[PAGE TEXT]
**********
While (there are two people who haven't met):
Consider the graph where each node is a guest and edge (A, B) exists if A and B have NOT sat at the same table. Find all the connected components of this graph. If there are any connected components of size < tablesize, schedule those connected components at tables. Note that even this is actually an instance of a hard problem known as Bin packing, but first fit decreasing will probably be fine, which can be accomplished by sorting the connected components in order of biggest to smallest, and then putting them each of them in turn at the first table where they fit.
Perform a random permutation of the remaining elements. (In other words, seat the remaining people randomly, which at first will be everyone.)
Increment counter indicating number of rounds.
Repeat the above for a while until the number of rounds seems to converge.
**********
[INPUT DATA]

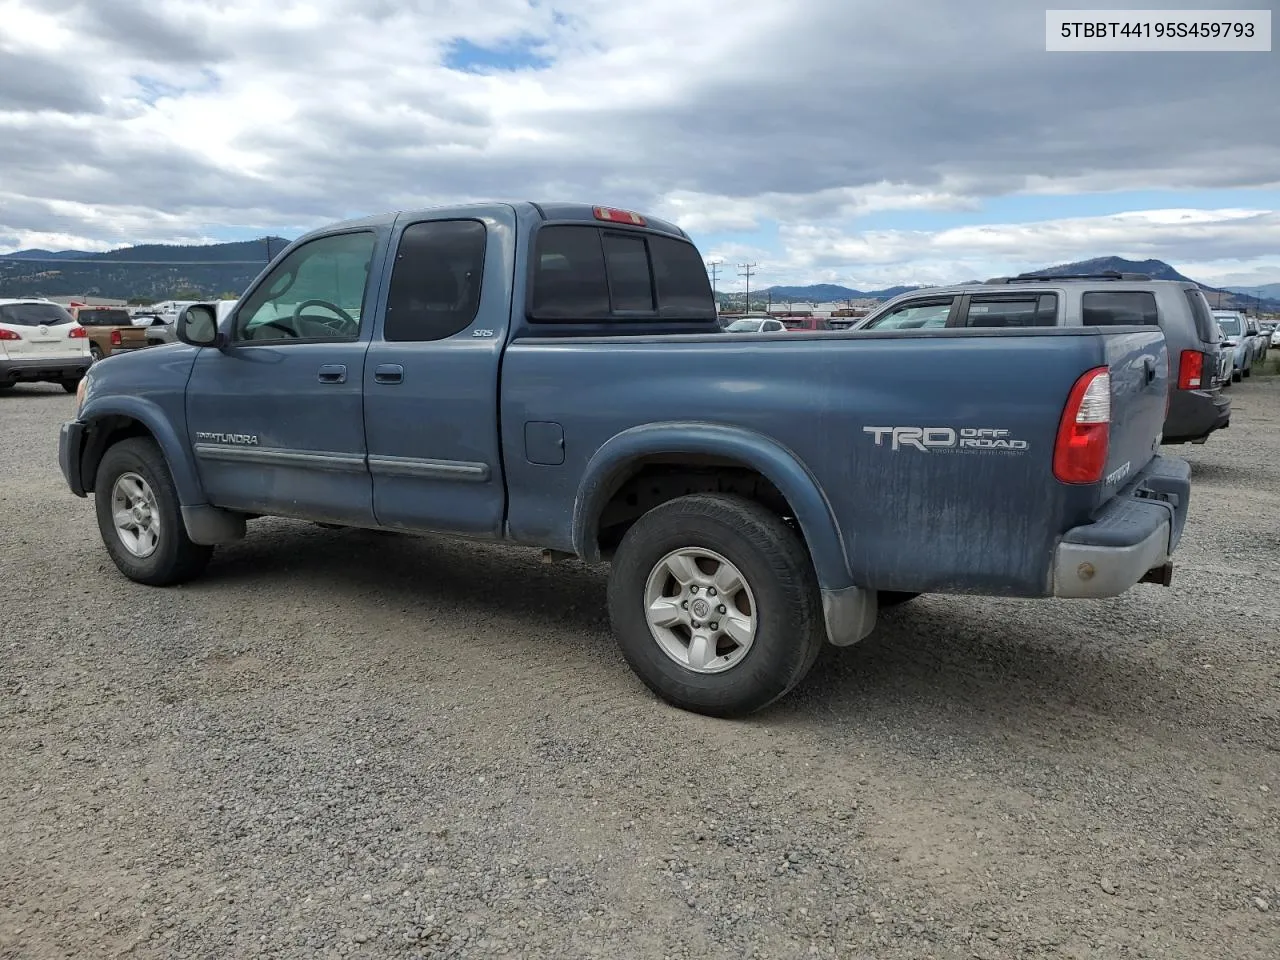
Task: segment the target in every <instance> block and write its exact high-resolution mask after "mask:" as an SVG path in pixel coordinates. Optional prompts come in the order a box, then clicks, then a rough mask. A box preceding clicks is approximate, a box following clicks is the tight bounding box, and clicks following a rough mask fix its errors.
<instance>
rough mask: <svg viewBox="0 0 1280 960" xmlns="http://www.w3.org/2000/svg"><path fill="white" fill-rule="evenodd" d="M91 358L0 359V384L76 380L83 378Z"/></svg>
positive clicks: (77, 357) (71, 357)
**********
[TASK LIST]
A. Does the seating procedure agree with each statement? Answer yes or no for each and quote the words that decide it.
(i) An edge joins two guests who have not sat at the same table.
(ii) For first fit decreasing, the connected components are sorted from smallest to biggest.
(iii) The remaining people are seated in a fixed order.
B. In the seating procedure, what is the hard problem that scheduling the connected components is an instance of?
C. Rewrite the paragraph of the seating procedure beginning "Consider the graph where each node" as a short list that keeps its main facts.
Use only the seating procedure to answer; the material plays no part.

[SET OF ANSWERS]
A.
(i) Yes: "edge (A, B) exists if A and B have NOT sat at the same table"
(ii) No: "sorting the connected components in order of biggest to smallest"
(iii) No: "seat the remaining people randomly"

B. Bin packing.

C.
- Build a graph with each guest as a node and an edge (A, B) wherever A and B have not sat at the same table.
- Find all connected components of this graph.
- Schedule at tables any component smaller than the table size.
- This step is an instance of the hard problem Bin packing, but first fit decreasing will probably be fine.
- First fit decreasing: sort components from biggest to smallest, then put each in turn at the first table where it fits.